▶ _Objective_: Count the lines in the rows below that contain the string "hornbill", matching case exactly. Reply with the number alone.

Point-based annotation data
####
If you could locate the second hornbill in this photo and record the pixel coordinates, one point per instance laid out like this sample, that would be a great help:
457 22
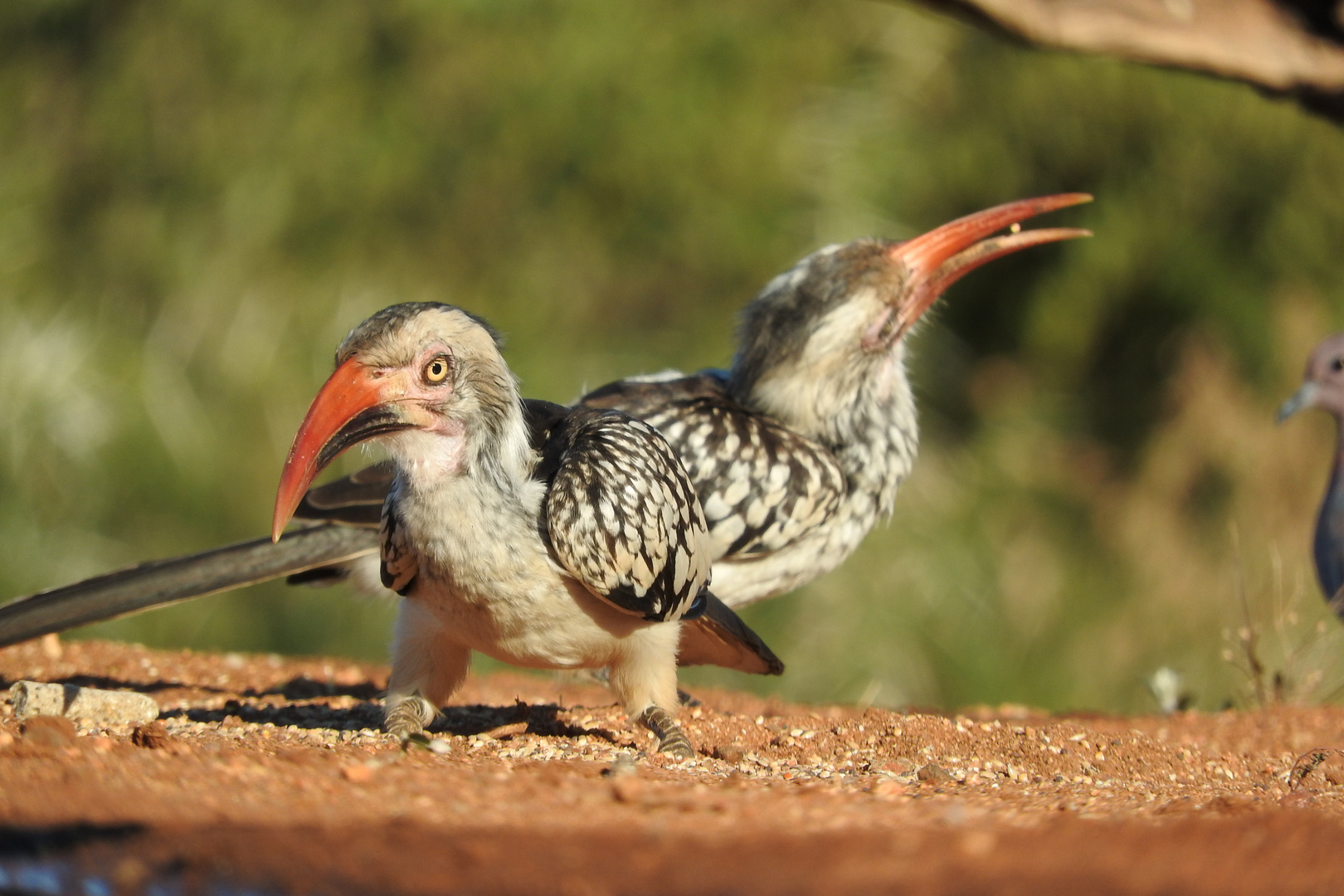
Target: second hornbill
1322 386
795 451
####
▶ _Answer for the task_: 2